Directive: Quote the records that follow in full, leaving the pictures out.

= = = = =

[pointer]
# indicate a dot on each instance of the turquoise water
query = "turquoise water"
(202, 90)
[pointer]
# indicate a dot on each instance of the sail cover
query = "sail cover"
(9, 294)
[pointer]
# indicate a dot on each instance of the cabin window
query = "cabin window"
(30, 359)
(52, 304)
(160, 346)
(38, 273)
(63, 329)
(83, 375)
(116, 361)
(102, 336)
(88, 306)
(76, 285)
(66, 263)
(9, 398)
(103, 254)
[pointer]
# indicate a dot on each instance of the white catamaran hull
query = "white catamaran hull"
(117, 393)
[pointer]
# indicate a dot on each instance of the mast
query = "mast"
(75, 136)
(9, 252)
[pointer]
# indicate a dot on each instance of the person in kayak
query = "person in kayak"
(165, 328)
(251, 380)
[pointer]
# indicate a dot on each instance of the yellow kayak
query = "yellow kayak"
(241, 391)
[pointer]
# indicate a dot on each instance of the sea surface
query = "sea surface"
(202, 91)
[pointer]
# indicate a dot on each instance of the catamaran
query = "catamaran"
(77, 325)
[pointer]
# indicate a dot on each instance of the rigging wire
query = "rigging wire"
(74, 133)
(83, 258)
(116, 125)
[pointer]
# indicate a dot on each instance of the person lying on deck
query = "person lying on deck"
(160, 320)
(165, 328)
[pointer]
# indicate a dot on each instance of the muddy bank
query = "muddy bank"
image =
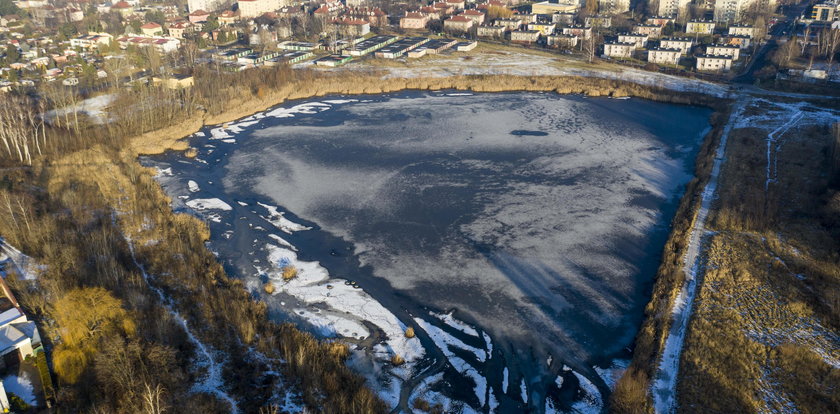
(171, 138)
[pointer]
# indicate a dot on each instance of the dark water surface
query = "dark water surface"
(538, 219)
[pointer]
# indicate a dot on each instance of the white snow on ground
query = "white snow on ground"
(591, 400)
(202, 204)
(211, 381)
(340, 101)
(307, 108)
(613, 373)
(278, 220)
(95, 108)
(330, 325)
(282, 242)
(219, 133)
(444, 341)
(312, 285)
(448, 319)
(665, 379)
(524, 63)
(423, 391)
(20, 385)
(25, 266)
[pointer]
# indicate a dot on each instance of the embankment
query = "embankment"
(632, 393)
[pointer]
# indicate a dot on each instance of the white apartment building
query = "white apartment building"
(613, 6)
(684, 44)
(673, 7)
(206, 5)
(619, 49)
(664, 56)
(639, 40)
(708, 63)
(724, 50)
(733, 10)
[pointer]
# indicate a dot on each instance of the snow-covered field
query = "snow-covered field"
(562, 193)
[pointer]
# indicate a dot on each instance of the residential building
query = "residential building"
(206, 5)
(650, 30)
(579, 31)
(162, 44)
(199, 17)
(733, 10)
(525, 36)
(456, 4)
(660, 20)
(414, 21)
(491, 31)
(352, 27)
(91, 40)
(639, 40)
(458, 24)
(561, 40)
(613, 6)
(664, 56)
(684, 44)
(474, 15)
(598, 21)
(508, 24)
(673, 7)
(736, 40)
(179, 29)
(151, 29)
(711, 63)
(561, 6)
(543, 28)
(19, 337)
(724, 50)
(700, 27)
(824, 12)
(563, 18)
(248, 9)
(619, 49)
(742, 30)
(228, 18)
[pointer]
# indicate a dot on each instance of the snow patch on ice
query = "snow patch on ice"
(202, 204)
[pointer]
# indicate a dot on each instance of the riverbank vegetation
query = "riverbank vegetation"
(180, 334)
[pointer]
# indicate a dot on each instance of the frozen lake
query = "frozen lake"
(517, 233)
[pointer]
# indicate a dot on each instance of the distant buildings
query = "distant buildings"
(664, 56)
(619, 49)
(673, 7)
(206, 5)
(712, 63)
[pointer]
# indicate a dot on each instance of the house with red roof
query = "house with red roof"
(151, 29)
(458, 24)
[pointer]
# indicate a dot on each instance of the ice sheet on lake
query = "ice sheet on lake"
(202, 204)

= = = = =

Solution to the problem:
[pointer]
# indicate a dot on each instance of the turquoise water
query = "turquoise water"
(202, 90)
[pointer]
# indicate a dot on each instance of the sail cover
query = "sail cover"
(9, 294)
[pointer]
# indicate a dot on each instance of the cabin window
query = "cabin window"
(30, 359)
(52, 304)
(160, 346)
(38, 273)
(63, 329)
(83, 375)
(116, 361)
(102, 336)
(88, 306)
(76, 285)
(66, 263)
(9, 398)
(103, 254)
[pointer]
# indicate a dot on each instance of the white catamaran hull
query = "white catamaran hull"
(117, 393)
[pointer]
# indicate a dot on each instance of the mast
query = "mast"
(75, 136)
(9, 252)
[pointer]
# indicate a dot on each instance of the person in kayak
query = "person in kayak"
(165, 328)
(251, 380)
[pointer]
# indicate a dot on each instance of the yellow kayak
query = "yellow kayak"
(241, 391)
[pointer]
# indicate a dot on each instance of the sea surface
query = "sea surface"
(202, 91)
[pointer]
# indicate a dot on each instance of the catamaran
query = "catamaran"
(77, 325)
[pointer]
# indicate a dot on each instance of the rigging wire
query = "rigging wire"
(74, 133)
(83, 258)
(116, 125)
[pointer]
# indicate a dot on each instance of the person lying on deck
query = "person lying on deck"
(160, 320)
(165, 328)
[pointer]
# indicate a dot on each instance of the muddy bank
query = "muddy bank"
image =
(171, 138)
[pointer]
# indicate a dot on each instance of the dark water surface
query = "dark water surface"
(538, 219)
[pointer]
# indicate a dot on each instance of the white snow on ground
query = "white snow on ground"
(591, 400)
(202, 204)
(211, 381)
(340, 101)
(307, 108)
(613, 373)
(278, 220)
(95, 108)
(330, 325)
(282, 242)
(219, 133)
(444, 341)
(312, 285)
(448, 319)
(665, 379)
(524, 63)
(423, 391)
(20, 385)
(25, 266)
[pointer]
# indicate a dot on each instance of the embankment
query = "embankment"
(632, 393)
[pointer]
# indicate a dot on each instance of the white apartment building
query = "white apartment building"
(613, 6)
(684, 44)
(673, 7)
(206, 5)
(619, 49)
(664, 56)
(639, 40)
(708, 63)
(724, 50)
(733, 10)
[pointer]
# indicate a dot on each instance of the snow-covered field
query = "snow-covered field"
(562, 193)
[pointer]
# indicate a dot on each instance of the residential building
query = "residential building"
(206, 5)
(650, 30)
(579, 31)
(162, 44)
(199, 17)
(733, 10)
(525, 36)
(456, 4)
(660, 20)
(414, 21)
(491, 31)
(352, 27)
(91, 40)
(639, 40)
(458, 24)
(561, 40)
(613, 6)
(664, 56)
(684, 44)
(474, 15)
(598, 21)
(508, 24)
(673, 7)
(736, 40)
(179, 29)
(151, 29)
(711, 63)
(561, 6)
(543, 28)
(19, 337)
(724, 50)
(700, 27)
(824, 12)
(563, 18)
(248, 9)
(619, 49)
(742, 30)
(228, 18)
[pointer]
# indicate a dot on each instance of the snow patch on ice
query = "snow patch on ice"
(202, 204)
[pointer]
# indicate a dot on each instance of the riverbank vegetation
query = "riverbank vegetation"
(180, 334)
[pointer]
# indicate a dot on each instance of the frozen lake
query = "frozen lake"
(517, 233)
[pointer]
# indicate a dot on each instance of the distant buildings
query = "distant buildings"
(664, 56)
(619, 49)
(673, 7)
(206, 5)
(712, 63)
[pointer]
# indicate a dot on each instance of the house with red roof
query = "house with red roof"
(151, 29)
(458, 24)
[pointer]
# indicate a dot on each instance of the ice sheet on lake
query = "ice sheet on lake"
(202, 204)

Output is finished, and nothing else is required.